[Region annotation entries]
_ _ _ _ _ _ _

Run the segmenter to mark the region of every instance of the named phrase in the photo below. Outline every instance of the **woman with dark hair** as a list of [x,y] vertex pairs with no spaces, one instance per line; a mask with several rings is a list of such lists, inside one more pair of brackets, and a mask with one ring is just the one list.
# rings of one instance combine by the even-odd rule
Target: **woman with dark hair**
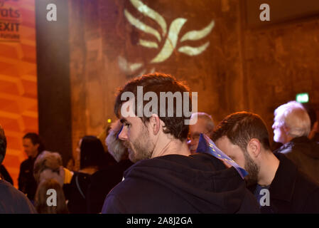
[[87,135],[79,142],[77,149],[80,170],[75,172],[70,185],[63,189],[68,200],[70,213],[87,213],[87,191],[91,175],[102,169],[104,164],[105,152],[101,141],[95,136]]

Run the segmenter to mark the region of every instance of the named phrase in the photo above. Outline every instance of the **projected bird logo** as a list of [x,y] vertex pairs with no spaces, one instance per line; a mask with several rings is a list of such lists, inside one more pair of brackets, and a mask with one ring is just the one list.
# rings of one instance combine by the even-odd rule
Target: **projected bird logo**
[[[178,39],[179,33],[186,23],[187,19],[178,18],[173,21],[169,26],[168,32],[167,24],[164,18],[153,9],[149,8],[140,0],[130,0],[132,5],[143,15],[151,18],[158,24],[161,28],[160,33],[156,29],[146,25],[139,19],[134,17],[127,9],[124,9],[124,16],[127,21],[134,26],[140,31],[155,36],[158,42],[147,41],[140,38],[138,44],[147,48],[155,48],[158,50],[158,54],[151,59],[148,63],[159,63],[167,60],[173,53],[176,48],[178,42],[183,43],[186,41],[198,41],[207,36],[212,30],[215,26],[214,20],[204,28],[201,30],[194,30],[187,32],[180,39]],[[161,43],[165,39],[163,46],[160,48],[158,44]],[[177,51],[190,56],[198,56],[205,51],[210,45],[207,41],[202,46],[192,47],[189,46],[183,46]],[[119,57],[119,66],[122,71],[127,73],[133,73],[144,66],[143,63],[129,63],[124,57]],[[145,69],[142,70],[139,74],[145,73]],[[155,71],[153,68],[151,71]]]

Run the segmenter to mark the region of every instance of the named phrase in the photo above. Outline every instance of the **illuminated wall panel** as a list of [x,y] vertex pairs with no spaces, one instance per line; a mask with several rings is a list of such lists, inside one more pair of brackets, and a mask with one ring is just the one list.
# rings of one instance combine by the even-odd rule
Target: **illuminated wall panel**
[[26,158],[22,137],[38,130],[35,2],[0,1],[0,124],[8,140],[4,165],[17,186]]

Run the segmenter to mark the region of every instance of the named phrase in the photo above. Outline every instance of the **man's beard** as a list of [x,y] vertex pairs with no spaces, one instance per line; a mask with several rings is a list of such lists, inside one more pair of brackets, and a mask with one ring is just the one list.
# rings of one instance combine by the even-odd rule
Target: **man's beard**
[[141,160],[148,159],[152,156],[154,145],[151,141],[148,130],[144,126],[132,142],[124,141],[124,145],[128,148],[129,158],[135,163]]
[[250,157],[247,151],[244,152],[245,158],[245,170],[248,172],[248,175],[244,177],[247,186],[256,185],[258,182],[258,175],[259,173],[259,167]]

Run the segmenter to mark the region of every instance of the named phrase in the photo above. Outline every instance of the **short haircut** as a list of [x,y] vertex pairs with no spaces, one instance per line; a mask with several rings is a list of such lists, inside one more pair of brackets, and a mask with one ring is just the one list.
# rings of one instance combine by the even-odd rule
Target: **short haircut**
[[41,152],[45,150],[43,143],[42,142],[41,139],[40,138],[40,136],[37,133],[26,133],[23,136],[23,139],[28,138],[31,140],[32,144],[36,145],[38,144],[39,147],[38,147],[38,152]]
[[270,150],[269,137],[266,124],[254,113],[238,112],[227,115],[216,127],[212,133],[213,141],[227,136],[230,142],[247,151],[249,141],[256,138],[265,150]]
[[202,119],[205,120],[205,128],[206,130],[209,133],[210,135],[208,136],[210,138],[215,128],[215,123],[212,118],[212,116],[206,113],[194,113],[192,114],[190,119],[193,118],[195,116],[197,116],[198,120]]
[[6,138],[4,134],[4,130],[0,125],[0,165],[4,161],[6,151]]
[[34,179],[38,183],[40,180],[40,174],[47,169],[59,173],[60,166],[62,166],[61,155],[56,152],[53,152],[45,150],[37,157],[34,162]]
[[[160,92],[189,92],[188,88],[184,83],[178,81],[174,77],[168,74],[153,73],[136,78],[128,82],[123,88],[119,90],[115,105],[114,113],[117,118],[120,118],[120,110],[121,105],[127,100],[121,100],[121,96],[124,92],[131,92],[135,95],[135,115],[137,116],[137,86],[143,86],[143,92],[153,92],[158,98],[160,98]],[[190,95],[189,104],[191,103]],[[148,103],[147,100],[143,100],[143,108]],[[158,110],[160,110],[160,102],[158,102]],[[164,133],[171,134],[176,139],[181,141],[186,140],[188,134],[188,125],[185,125],[185,120],[189,120],[190,117],[185,117],[183,112],[181,117],[176,117],[176,105],[173,107],[173,117],[168,117],[168,108],[166,107],[165,117],[159,116],[159,118],[164,123]],[[143,123],[149,121],[149,118],[141,117]]]
[[102,142],[96,136],[86,135],[82,138],[80,147],[80,169],[90,166],[102,167],[105,162],[105,152]]
[[310,131],[310,119],[303,106],[290,101],[278,107],[274,111],[275,122],[289,129],[288,134],[293,137],[308,136]]

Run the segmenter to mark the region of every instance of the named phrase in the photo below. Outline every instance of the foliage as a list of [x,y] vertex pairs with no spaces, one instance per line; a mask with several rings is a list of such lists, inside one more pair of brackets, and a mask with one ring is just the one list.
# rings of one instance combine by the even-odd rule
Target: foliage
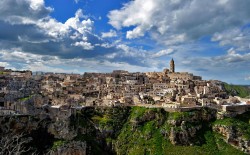
[[53,143],[52,149],[55,150],[55,149],[57,149],[57,148],[63,146],[63,145],[66,144],[66,143],[67,143],[67,141],[65,141],[65,140],[56,140],[56,141],[54,141],[54,143]]
[[246,112],[234,118],[224,118],[221,120],[216,120],[214,122],[215,125],[224,125],[235,128],[240,134],[242,134],[243,138],[245,138],[246,140],[250,140],[249,123],[250,123],[250,112]]

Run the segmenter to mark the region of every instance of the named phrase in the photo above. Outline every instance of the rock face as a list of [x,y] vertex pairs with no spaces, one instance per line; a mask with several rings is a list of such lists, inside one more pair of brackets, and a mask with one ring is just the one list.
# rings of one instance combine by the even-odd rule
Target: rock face
[[86,155],[87,145],[85,142],[72,141],[68,144],[50,151],[49,155]]
[[244,138],[242,133],[233,126],[214,125],[213,131],[221,134],[224,137],[224,140],[230,145],[245,153],[250,153],[250,140]]
[[215,111],[200,110],[196,112],[176,113],[168,118],[170,126],[169,140],[174,145],[194,145],[200,142],[195,139],[202,128],[207,128],[205,123],[215,119]]
[[[32,139],[29,143],[33,147],[32,151],[49,155],[167,154],[168,151],[171,154],[171,149],[176,151],[175,146],[177,151],[182,146],[200,149],[190,154],[200,154],[203,146],[206,146],[208,148],[205,149],[215,148],[212,153],[220,154],[219,151],[223,151],[225,146],[230,148],[231,145],[250,153],[250,142],[245,137],[248,132],[242,134],[243,129],[249,130],[249,122],[239,130],[234,123],[215,123],[218,121],[216,116],[216,111],[206,108],[169,113],[160,108],[89,107],[77,111],[71,117],[57,119],[39,116],[0,117],[0,139],[1,134],[24,132]],[[212,137],[212,140],[204,138],[205,132],[210,133],[208,137]],[[223,137],[223,147],[218,144],[215,134]],[[230,148],[234,149],[231,154],[242,153],[235,148]],[[185,149],[180,152],[185,153]]]
[[77,136],[77,132],[70,127],[69,119],[54,120],[48,126],[48,132],[58,139],[72,140]]

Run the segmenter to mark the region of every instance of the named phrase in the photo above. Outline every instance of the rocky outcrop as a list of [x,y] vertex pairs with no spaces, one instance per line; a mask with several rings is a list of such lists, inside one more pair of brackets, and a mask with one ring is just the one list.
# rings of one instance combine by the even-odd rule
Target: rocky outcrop
[[86,142],[72,141],[64,144],[55,150],[51,150],[48,155],[86,155]]
[[250,153],[250,140],[244,138],[242,133],[239,132],[235,127],[214,125],[213,131],[221,134],[224,138],[224,141],[228,144],[240,149],[245,153]]
[[186,112],[185,114],[186,115],[180,115],[178,118],[170,117],[167,120],[170,126],[168,132],[169,140],[174,145],[193,145],[194,143],[200,143],[196,139],[197,133],[202,128],[207,127],[204,123],[216,117],[216,111],[208,111],[208,109]]
[[182,121],[180,127],[171,127],[169,140],[174,145],[193,145],[193,140],[201,128],[202,125],[188,127],[185,121]]
[[72,140],[77,136],[77,132],[70,127],[69,119],[55,120],[48,126],[48,132],[58,139]]

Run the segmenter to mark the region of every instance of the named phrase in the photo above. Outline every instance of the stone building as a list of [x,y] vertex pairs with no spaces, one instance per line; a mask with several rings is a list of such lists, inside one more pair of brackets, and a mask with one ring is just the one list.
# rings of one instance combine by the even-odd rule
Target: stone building
[[171,61],[170,61],[170,72],[171,73],[174,73],[174,71],[175,71],[175,65],[174,65],[174,60],[173,60],[173,58],[171,59]]

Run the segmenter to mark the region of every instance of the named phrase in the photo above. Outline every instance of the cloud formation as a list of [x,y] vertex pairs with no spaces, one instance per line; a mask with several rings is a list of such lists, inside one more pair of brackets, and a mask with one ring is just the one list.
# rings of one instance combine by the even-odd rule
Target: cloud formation
[[110,11],[108,17],[118,30],[134,27],[126,32],[128,39],[150,33],[173,45],[244,26],[250,20],[248,6],[248,0],[135,0]]

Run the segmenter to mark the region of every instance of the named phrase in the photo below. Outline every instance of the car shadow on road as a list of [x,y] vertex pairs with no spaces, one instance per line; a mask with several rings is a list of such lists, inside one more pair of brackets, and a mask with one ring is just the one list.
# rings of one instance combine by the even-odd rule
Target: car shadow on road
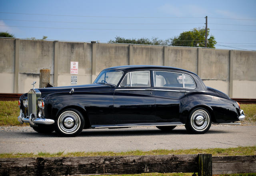
[[[164,132],[158,129],[89,129],[84,130],[78,136],[84,137],[114,137],[122,136],[166,136],[177,135],[207,135],[210,134],[222,134],[228,133],[228,131],[218,130],[210,130],[207,132],[203,134],[192,134],[188,132],[185,129],[176,129],[172,130],[168,132]],[[22,136],[29,136],[30,137],[59,137],[57,133],[53,132],[50,134],[38,133],[36,132],[21,132],[20,134]],[[61,137],[61,136],[59,136]],[[65,136],[64,136],[65,137]]]

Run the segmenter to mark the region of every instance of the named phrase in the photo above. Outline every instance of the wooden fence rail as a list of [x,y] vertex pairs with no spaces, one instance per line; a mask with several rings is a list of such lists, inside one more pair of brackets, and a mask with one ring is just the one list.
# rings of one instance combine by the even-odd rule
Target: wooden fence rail
[[0,158],[1,176],[72,175],[198,172],[256,172],[256,156],[212,157],[211,154]]

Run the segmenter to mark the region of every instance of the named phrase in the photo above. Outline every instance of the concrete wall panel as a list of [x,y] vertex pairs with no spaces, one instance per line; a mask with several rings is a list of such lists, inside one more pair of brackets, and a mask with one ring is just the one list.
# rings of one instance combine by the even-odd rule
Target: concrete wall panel
[[235,51],[233,74],[234,80],[256,81],[256,52]]
[[19,75],[19,91],[20,94],[26,93],[33,88],[31,84],[36,81],[35,88],[39,88],[39,74],[20,73]]
[[14,93],[14,73],[0,73],[0,93]]
[[98,43],[96,50],[96,75],[104,68],[129,64],[128,45]]
[[163,46],[134,45],[132,56],[133,65],[164,64]]
[[202,50],[202,79],[226,80],[229,75],[229,50]]
[[[77,76],[77,84],[76,85],[88,84],[91,83],[91,75]],[[71,84],[71,75],[70,74],[59,75],[58,80],[58,86],[67,86],[74,85]]]
[[165,66],[197,73],[197,48],[169,47],[166,49]]
[[71,61],[78,62],[79,75],[91,74],[89,68],[92,52],[90,44],[61,42],[59,44],[59,74],[70,74]]
[[233,98],[256,98],[256,81],[233,81]]
[[0,40],[0,73],[14,73],[15,47],[15,40]]
[[20,44],[20,73],[38,74],[48,68],[54,73],[53,42],[21,40]]

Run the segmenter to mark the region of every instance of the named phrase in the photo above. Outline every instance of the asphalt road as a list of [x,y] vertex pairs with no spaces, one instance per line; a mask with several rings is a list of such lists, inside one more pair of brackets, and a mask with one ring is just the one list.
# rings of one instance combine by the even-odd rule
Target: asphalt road
[[204,134],[180,126],[172,132],[156,127],[84,130],[78,136],[40,134],[27,127],[0,130],[0,153],[127,151],[140,150],[227,148],[256,145],[256,126],[214,126]]

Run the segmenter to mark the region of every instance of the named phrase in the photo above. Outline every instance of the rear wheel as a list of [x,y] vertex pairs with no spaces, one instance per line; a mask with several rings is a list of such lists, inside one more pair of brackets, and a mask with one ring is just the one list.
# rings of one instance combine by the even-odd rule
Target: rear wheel
[[190,112],[186,123],[187,130],[194,134],[203,134],[211,126],[212,120],[208,111],[203,108],[198,108]]
[[54,125],[47,125],[38,124],[36,126],[32,126],[34,130],[39,133],[51,133],[54,130]]
[[176,126],[156,126],[156,128],[157,128],[159,130],[162,130],[163,131],[164,131],[164,132],[170,132],[170,131],[174,129],[174,128]]
[[83,130],[84,120],[82,114],[75,109],[62,111],[55,122],[55,131],[61,136],[78,135]]

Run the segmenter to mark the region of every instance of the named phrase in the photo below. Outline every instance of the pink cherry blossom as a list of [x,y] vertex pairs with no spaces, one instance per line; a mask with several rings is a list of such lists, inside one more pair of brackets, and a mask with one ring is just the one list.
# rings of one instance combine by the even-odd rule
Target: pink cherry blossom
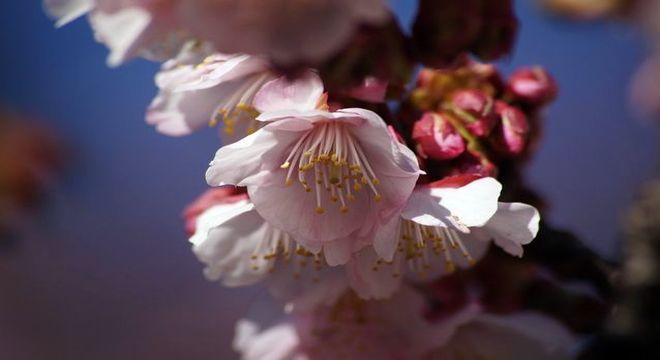
[[329,112],[322,92],[313,73],[264,85],[255,107],[267,125],[220,148],[206,179],[246,186],[266,221],[338,265],[400,212],[420,170],[377,114]]
[[411,288],[383,301],[347,293],[332,305],[261,331],[256,322],[242,320],[234,346],[246,360],[418,359],[433,348],[424,308],[422,296]]
[[84,14],[96,39],[110,49],[108,64],[117,66],[136,56],[153,60],[173,57],[193,38],[181,22],[180,0],[44,0],[61,26]]
[[149,106],[147,123],[163,134],[181,136],[222,121],[223,142],[230,142],[256,131],[252,101],[275,77],[262,58],[223,55],[207,43],[188,43],[156,75],[160,91]]
[[572,359],[577,340],[558,321],[535,312],[484,313],[471,304],[432,330],[437,348],[424,359]]
[[427,112],[415,122],[412,138],[424,158],[453,159],[465,152],[465,140],[447,120],[446,115]]
[[418,187],[400,218],[378,230],[374,251],[361,251],[348,263],[351,286],[365,298],[387,297],[406,269],[422,279],[452,273],[479,260],[491,241],[522,256],[540,216],[527,204],[498,203],[500,190],[493,178],[460,187],[448,181]]
[[340,50],[360,25],[378,25],[390,16],[383,0],[45,0],[45,5],[58,25],[88,13],[113,66],[135,56],[171,57],[190,39],[209,41],[223,53],[315,63]]
[[187,28],[218,50],[283,64],[326,59],[360,25],[389,18],[383,0],[196,0],[181,12]]
[[329,268],[318,253],[264,221],[245,193],[204,196],[186,214],[196,214],[190,242],[209,280],[229,287],[264,281],[296,311],[332,303],[348,289],[342,269]]

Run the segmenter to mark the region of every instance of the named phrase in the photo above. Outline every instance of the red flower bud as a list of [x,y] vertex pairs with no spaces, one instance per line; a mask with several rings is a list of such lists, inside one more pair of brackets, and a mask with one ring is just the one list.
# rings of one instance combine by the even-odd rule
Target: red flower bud
[[423,158],[453,159],[465,151],[465,140],[447,119],[438,113],[427,112],[415,122],[412,138]]
[[513,73],[507,90],[516,99],[530,105],[544,105],[557,96],[557,83],[540,66],[520,69]]
[[492,97],[477,89],[460,90],[452,96],[452,110],[475,136],[490,134],[497,122]]
[[495,103],[495,112],[500,118],[495,131],[495,148],[508,155],[522,153],[529,135],[527,117],[518,108],[501,101]]

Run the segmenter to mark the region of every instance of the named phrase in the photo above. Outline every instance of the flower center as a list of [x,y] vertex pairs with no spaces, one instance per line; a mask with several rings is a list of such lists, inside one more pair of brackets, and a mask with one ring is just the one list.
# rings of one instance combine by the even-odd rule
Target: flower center
[[295,279],[300,279],[308,272],[307,266],[313,266],[315,272],[312,281],[318,282],[318,273],[321,271],[321,254],[314,254],[297,244],[289,234],[284,231],[269,227],[266,236],[259,242],[250,256],[251,267],[255,272],[266,269],[272,273],[278,263],[291,267],[291,274]]
[[214,127],[222,120],[223,131],[229,136],[236,134],[237,129],[247,135],[257,131],[260,127],[259,121],[256,120],[259,112],[252,106],[252,101],[259,89],[272,78],[270,73],[264,72],[238,80],[240,85],[220,100],[209,126]]
[[401,276],[402,263],[405,261],[419,277],[425,278],[434,264],[437,264],[438,259],[444,262],[446,272],[454,272],[456,255],[463,256],[469,265],[475,263],[456,230],[420,225],[402,219],[399,244],[394,259],[392,262],[378,260],[372,270],[378,271],[382,266],[391,266],[392,276],[396,278]]
[[[328,196],[331,203],[339,204],[341,213],[347,213],[348,202],[355,200],[363,187],[369,188],[374,201],[382,200],[377,190],[380,181],[348,126],[338,121],[317,123],[298,140],[280,166],[288,169],[287,186],[295,178],[306,192],[316,195],[317,214],[325,212]],[[308,178],[312,178],[311,185]]]

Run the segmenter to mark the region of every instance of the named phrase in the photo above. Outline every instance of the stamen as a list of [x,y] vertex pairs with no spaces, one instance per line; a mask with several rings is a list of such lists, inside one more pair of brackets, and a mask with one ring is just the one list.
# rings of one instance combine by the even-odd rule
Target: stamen
[[401,275],[400,268],[405,261],[408,269],[422,278],[427,277],[429,270],[442,263],[445,271],[451,273],[456,270],[454,256],[457,253],[465,258],[468,265],[475,264],[464,239],[461,239],[454,229],[424,226],[402,220],[398,233],[399,244],[392,263],[378,260],[372,266],[373,271],[380,271],[384,264],[391,265],[392,276],[396,278]]
[[251,105],[252,100],[259,89],[272,78],[273,76],[266,72],[243,79],[243,83],[238,89],[228,97],[221,99],[214,115],[209,119],[209,126],[215,127],[222,120],[223,131],[227,135],[234,135],[237,129],[246,135],[255,132],[261,124],[255,120],[259,112]]
[[[296,245],[295,250],[292,249]],[[291,261],[292,256],[295,260]],[[295,241],[285,232],[270,228],[250,256],[251,268],[253,271],[275,271],[278,263],[285,266],[292,266],[291,274],[296,279],[301,279],[308,273],[307,265],[310,259],[313,259],[314,273],[311,277],[305,277],[307,280],[316,282],[319,280],[318,272],[322,269],[321,254],[313,254],[309,250],[296,244]]]
[[[382,200],[376,173],[349,126],[352,125],[339,121],[316,123],[293,145],[280,165],[287,170],[286,185],[293,183],[292,174],[297,167],[298,182],[306,192],[315,193],[314,211],[318,214],[325,213],[328,203],[337,202],[341,213],[348,212],[347,200],[355,200],[354,192],[359,192],[362,184],[371,190],[373,201]],[[307,177],[312,169],[314,186],[308,183]]]

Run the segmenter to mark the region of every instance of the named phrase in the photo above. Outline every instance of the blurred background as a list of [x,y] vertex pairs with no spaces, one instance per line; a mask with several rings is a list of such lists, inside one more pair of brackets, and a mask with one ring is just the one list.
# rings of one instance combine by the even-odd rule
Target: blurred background
[[[411,3],[392,1],[404,25]],[[659,160],[656,129],[628,105],[644,41],[625,24],[517,7],[504,72],[540,64],[560,84],[528,180],[549,222],[617,259],[620,216]],[[0,358],[234,358],[234,322],[266,294],[207,282],[180,217],[206,189],[215,131],[157,134],[143,116],[158,65],[106,67],[87,23],[55,30],[40,1],[0,2],[0,45],[0,108],[50,128],[66,162],[38,210],[3,235]]]

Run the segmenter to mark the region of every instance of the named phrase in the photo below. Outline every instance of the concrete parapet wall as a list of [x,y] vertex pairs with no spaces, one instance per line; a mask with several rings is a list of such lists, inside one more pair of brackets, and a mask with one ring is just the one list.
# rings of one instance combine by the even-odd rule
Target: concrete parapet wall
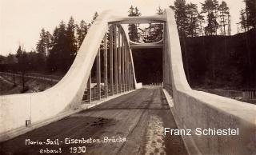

_ _ _ _ _ _ _

### Stated problem
Rewrite the lines that begin at the line containing "of the foliage" and stop after the line containing "Target: foliage", changing "segmenter" to "annotation tool" and keeping everything else the same.

### Finished answer
Run the annotation tool to mark the region of every instance of the named phrase in the photo below. Outline every instance of the foliage as a list of [x,y] vertex pairs with no spaces, one instance per line; a mask with several rings is a list of such lists, inside one more pair of brackets, and a mask with one ring is just the one list.
# rings of one instance combine by the even-odd rule
Target: foliage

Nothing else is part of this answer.